**EXERCISE BRIEF**
From the line containing "of the parked" to the end of the entries, return every line exactly, both ends included, and add nothing.

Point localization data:
.....

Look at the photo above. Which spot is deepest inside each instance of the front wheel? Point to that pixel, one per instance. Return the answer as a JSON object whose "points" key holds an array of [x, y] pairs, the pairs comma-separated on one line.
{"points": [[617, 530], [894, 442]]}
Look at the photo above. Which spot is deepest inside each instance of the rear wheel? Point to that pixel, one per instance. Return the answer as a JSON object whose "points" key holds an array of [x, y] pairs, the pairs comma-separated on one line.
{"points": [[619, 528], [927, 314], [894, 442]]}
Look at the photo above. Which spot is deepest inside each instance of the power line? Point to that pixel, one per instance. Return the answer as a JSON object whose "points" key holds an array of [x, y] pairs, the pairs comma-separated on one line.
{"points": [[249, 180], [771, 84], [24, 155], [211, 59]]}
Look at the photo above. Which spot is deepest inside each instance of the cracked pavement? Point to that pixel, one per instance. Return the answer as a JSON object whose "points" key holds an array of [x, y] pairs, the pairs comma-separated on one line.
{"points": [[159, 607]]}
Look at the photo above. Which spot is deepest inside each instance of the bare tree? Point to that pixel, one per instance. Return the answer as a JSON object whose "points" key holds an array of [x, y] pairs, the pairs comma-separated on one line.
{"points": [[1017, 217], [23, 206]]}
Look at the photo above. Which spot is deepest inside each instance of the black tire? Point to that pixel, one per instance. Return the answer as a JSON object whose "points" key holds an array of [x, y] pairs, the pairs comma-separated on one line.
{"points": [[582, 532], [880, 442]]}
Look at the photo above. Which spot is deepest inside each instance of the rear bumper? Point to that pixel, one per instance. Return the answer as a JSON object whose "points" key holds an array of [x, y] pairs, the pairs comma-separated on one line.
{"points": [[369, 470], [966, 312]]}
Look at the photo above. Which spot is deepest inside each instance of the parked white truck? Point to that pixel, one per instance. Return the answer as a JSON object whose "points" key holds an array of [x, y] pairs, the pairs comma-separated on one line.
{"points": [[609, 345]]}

.....

**WRITTEN ANSWER**
Look at the photo above. Which spot is deepest inside each instance of the parked white truck? Point to that pixel, one per instance. Return the answer as a JSON object whose "points" key holds an array of [x, y] pairs, the pairs comma-separated on one line.
{"points": [[609, 345]]}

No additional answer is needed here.